_SHORT EXERCISE_
In the entries that follow, identify the line containing "Report one point per instance of the horse belly" and return it together with all later lines, exactly as they appear.

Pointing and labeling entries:
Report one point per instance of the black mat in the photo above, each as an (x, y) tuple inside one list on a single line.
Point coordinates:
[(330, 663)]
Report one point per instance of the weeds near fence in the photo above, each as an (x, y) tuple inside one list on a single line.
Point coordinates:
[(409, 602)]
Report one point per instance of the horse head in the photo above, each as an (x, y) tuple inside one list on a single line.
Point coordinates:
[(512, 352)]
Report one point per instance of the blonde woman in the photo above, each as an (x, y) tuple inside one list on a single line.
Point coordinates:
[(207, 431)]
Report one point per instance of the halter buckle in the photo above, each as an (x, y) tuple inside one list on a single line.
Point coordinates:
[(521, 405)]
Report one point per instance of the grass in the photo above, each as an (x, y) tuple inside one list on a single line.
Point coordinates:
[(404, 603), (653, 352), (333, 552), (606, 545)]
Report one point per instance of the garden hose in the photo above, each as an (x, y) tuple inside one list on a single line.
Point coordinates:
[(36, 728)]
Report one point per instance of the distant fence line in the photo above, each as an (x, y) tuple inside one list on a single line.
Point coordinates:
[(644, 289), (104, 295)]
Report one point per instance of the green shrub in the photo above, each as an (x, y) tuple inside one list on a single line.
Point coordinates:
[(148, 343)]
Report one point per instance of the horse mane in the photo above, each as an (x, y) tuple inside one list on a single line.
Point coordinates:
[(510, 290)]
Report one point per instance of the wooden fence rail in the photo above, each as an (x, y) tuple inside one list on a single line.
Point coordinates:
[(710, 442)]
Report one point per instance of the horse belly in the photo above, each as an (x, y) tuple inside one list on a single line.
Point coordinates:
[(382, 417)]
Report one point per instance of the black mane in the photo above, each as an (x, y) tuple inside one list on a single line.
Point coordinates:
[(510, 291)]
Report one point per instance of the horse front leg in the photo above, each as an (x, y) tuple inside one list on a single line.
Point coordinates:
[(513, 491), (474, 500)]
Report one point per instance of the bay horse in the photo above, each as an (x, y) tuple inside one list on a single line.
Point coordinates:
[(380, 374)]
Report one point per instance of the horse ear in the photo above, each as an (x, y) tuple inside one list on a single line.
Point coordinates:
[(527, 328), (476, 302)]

_TASK SOLUTION_
Report one point per instance of the horse belly in the photo above, each as an (x, y) tuple inside one list on a single line.
Point coordinates:
[(382, 417)]
Report one point per instance of the black mane in the photo above, each as an (x, y) tuple inside one list on a single line.
Point coordinates:
[(510, 291)]
Report one point per instance of the horse front leg in the photo above, each as an (x, y) tuple inside one list on a single line.
Point coordinates:
[(513, 491), (474, 500)]
Report one point per instance of the bay horse in the photo above, each as an (x, y) tuple inside one list on a single line.
Point coordinates:
[(380, 374)]
Report one point per instance of the horse ear in the photo above, each as an (x, y) tuple inside one list on a single line.
Point coordinates:
[(527, 328), (476, 302)]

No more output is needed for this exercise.